INPUT MATERIAL:
:::

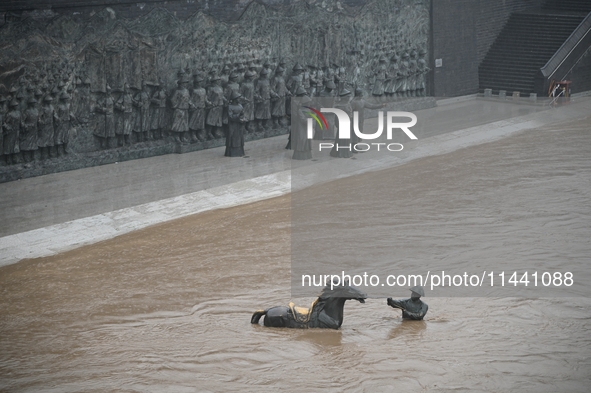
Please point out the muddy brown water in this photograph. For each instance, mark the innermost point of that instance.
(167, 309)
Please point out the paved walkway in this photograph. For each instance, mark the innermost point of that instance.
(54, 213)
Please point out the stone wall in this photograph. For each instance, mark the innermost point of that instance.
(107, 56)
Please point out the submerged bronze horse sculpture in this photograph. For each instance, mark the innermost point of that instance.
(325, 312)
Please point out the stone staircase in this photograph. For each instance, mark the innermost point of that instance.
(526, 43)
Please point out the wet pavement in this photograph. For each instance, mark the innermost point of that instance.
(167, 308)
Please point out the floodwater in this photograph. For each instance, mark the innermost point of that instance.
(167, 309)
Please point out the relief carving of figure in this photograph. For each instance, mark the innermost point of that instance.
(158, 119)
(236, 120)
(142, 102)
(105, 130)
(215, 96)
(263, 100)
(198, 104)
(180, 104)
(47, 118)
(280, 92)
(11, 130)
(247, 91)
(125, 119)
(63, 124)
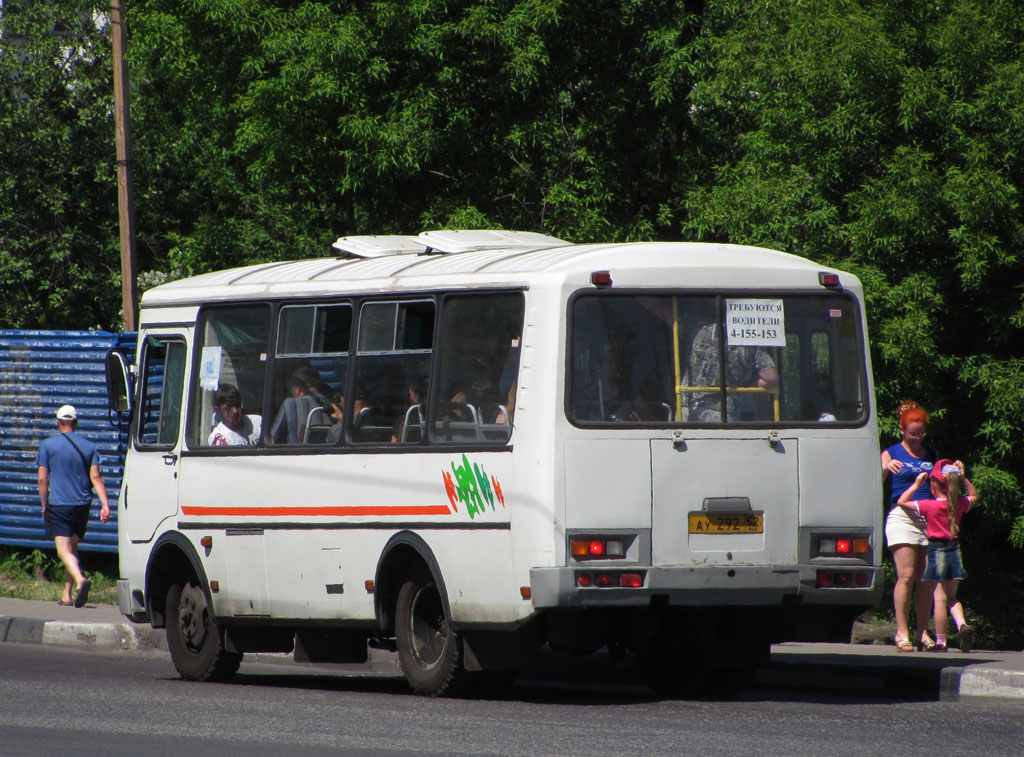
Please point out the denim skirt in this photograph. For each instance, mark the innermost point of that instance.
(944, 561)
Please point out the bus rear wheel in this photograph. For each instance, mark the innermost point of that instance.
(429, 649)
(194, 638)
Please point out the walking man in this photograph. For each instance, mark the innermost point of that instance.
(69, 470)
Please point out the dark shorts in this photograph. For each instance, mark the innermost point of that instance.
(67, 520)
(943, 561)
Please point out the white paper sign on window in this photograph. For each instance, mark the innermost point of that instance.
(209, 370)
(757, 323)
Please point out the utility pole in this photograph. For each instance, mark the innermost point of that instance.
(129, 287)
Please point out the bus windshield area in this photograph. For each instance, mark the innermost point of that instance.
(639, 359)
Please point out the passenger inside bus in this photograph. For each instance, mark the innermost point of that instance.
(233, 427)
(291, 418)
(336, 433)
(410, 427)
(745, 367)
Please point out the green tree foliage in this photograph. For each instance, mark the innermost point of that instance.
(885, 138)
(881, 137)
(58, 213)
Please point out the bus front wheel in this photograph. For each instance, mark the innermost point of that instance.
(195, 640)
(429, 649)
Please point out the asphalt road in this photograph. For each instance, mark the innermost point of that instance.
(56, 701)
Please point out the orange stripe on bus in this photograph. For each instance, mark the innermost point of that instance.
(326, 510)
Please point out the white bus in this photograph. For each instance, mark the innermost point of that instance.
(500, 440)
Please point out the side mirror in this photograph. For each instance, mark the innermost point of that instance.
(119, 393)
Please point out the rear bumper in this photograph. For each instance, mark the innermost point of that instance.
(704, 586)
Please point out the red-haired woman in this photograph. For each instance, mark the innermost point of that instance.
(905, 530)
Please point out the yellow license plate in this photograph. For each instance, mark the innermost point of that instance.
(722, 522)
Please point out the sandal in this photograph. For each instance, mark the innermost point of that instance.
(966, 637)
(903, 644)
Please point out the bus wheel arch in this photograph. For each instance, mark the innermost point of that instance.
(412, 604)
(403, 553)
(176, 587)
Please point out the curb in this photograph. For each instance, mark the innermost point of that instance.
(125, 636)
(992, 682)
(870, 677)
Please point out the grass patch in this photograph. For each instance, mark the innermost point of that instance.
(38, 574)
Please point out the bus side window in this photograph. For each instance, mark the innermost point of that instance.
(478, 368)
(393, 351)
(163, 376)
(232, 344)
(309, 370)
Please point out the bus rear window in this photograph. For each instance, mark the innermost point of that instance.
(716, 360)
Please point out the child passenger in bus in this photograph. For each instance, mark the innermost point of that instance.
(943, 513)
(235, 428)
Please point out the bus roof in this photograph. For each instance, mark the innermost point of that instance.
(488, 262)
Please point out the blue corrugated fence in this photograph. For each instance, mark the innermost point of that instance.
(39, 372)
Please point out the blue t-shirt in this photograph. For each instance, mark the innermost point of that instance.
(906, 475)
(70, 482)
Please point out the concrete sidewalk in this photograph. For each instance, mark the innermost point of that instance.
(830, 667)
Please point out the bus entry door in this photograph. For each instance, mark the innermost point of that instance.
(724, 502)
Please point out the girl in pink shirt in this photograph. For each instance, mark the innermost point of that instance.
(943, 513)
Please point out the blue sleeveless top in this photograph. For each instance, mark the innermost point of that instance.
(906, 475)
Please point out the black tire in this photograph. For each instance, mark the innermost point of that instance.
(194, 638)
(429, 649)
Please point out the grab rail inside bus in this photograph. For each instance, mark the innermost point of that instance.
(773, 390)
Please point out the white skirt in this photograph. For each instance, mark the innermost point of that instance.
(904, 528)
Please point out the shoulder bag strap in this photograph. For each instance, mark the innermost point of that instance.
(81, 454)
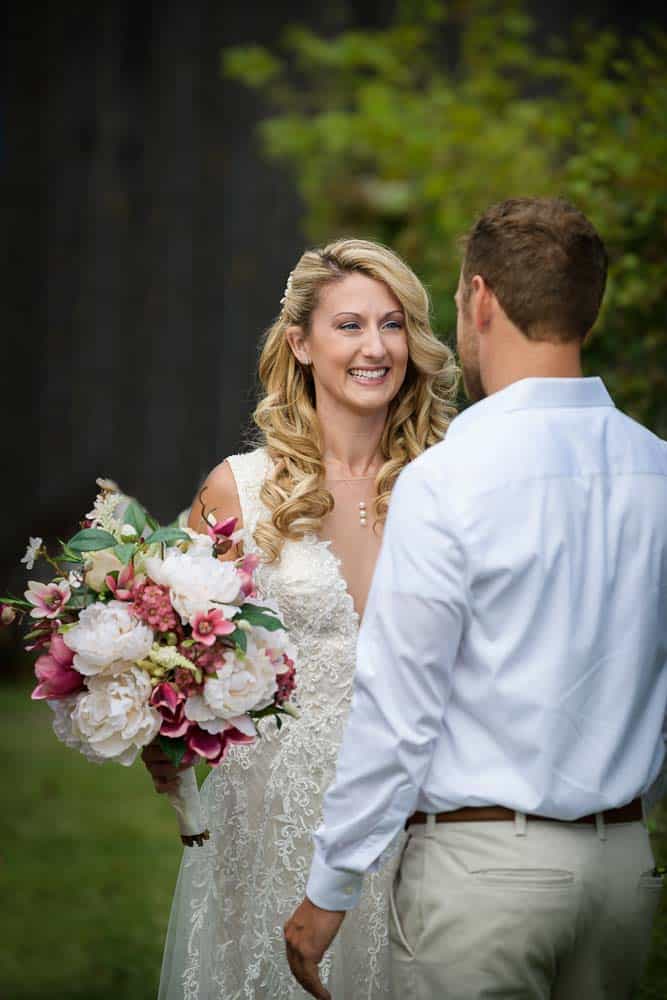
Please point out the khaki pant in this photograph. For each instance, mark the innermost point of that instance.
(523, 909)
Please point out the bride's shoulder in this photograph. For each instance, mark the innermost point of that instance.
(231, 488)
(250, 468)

:::

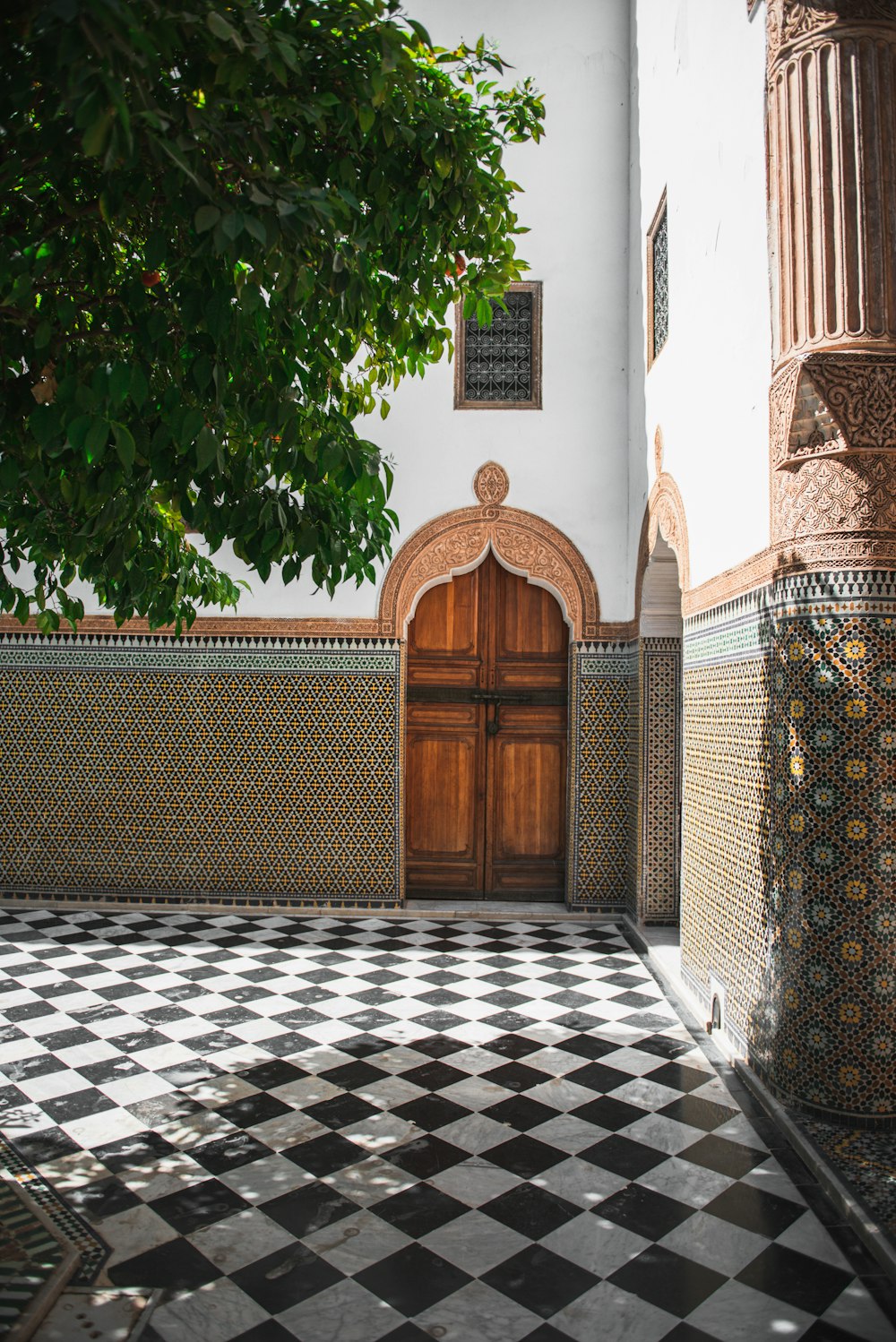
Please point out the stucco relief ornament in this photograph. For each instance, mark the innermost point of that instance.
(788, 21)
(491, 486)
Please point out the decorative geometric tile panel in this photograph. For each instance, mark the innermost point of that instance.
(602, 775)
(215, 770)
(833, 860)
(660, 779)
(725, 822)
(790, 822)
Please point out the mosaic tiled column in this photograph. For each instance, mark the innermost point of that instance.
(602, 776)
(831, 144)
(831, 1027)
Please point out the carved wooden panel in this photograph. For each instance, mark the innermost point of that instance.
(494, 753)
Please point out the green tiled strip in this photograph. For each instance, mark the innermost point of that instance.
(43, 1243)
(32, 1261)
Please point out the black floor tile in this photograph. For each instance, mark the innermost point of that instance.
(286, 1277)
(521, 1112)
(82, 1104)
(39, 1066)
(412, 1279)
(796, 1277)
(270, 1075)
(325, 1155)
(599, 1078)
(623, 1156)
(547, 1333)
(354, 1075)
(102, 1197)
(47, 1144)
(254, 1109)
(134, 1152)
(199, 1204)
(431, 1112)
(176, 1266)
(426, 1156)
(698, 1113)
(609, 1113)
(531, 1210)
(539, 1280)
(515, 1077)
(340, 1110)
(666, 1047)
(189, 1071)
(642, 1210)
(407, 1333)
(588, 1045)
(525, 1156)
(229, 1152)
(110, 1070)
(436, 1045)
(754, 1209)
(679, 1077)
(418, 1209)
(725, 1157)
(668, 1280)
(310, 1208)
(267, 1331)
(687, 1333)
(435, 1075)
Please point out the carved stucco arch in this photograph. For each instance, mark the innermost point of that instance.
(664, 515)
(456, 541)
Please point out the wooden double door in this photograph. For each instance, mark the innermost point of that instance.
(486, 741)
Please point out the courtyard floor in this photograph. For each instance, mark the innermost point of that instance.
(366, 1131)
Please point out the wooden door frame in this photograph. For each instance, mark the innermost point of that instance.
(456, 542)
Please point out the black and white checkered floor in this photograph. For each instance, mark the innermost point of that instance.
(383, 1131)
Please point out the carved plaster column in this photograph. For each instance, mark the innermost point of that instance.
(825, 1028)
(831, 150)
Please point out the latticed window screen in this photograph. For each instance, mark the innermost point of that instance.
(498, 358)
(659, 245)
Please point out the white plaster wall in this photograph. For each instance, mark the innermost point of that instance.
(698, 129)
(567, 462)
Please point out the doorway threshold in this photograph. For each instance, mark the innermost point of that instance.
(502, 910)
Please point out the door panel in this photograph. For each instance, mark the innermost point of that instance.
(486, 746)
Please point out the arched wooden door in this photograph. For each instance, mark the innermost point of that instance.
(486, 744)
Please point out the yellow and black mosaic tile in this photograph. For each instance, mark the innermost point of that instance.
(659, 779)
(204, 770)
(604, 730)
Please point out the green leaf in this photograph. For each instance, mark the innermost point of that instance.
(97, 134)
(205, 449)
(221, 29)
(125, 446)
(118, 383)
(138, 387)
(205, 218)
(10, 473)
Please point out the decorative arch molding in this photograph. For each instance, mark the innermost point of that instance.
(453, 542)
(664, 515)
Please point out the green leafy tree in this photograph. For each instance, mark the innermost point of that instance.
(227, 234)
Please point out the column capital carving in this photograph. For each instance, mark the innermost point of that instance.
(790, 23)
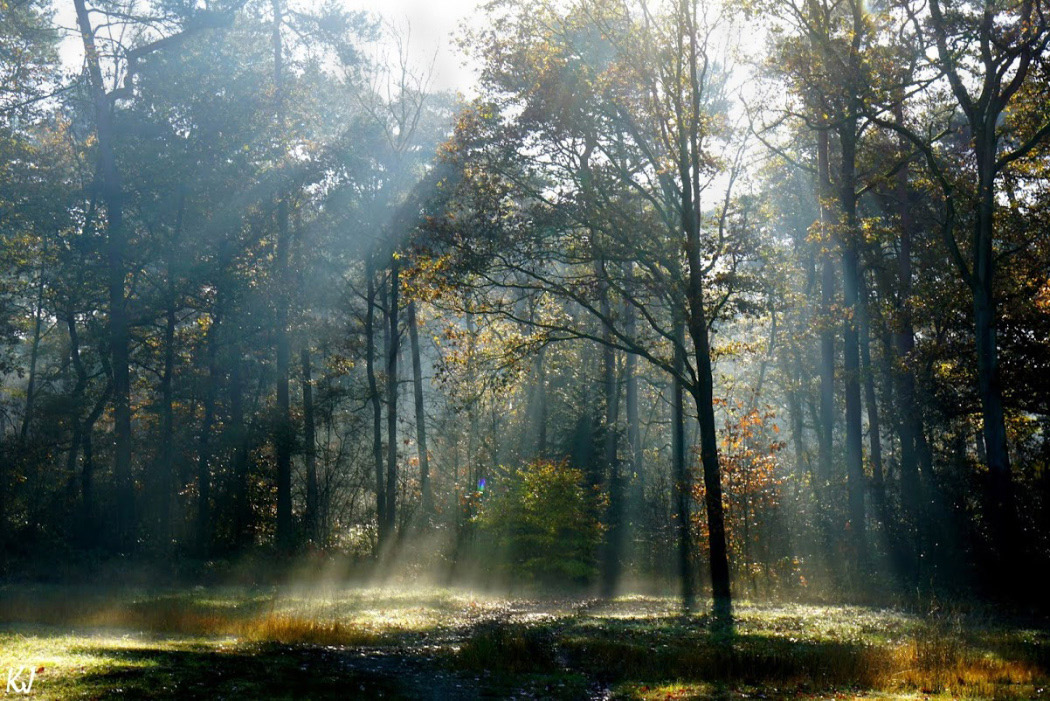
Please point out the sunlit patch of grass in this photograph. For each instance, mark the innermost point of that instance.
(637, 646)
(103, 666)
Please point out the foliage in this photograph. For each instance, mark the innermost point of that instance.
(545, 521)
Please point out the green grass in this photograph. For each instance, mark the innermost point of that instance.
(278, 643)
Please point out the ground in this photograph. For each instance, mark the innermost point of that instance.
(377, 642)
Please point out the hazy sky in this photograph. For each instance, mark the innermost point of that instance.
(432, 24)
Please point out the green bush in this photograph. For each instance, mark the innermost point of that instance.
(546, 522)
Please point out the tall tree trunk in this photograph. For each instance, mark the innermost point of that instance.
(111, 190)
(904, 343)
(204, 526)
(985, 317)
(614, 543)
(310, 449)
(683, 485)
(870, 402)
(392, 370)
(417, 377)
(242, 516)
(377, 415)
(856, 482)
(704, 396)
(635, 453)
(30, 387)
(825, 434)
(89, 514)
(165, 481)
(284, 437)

:::

EXERCISE INSTRUCTIONS: Return every line above that contains the word "black", copying each one in full. Treat the match as case-sensitive.

RESPONSE FOR THIS EXERCISE:
Please point out the black tire in this photograph. For each instance, mark the innermost point of that instance.
Please point out the black floor tile in this photograph. For each instance, mark the innermost point of that instance.
Please point out the black and white checkered floor in this photograph. For each instance, mark the innermost point of that instance.
Please point out the yellow and black mosaic tile in this photograph. For each instance, mark the innermost point of that instance.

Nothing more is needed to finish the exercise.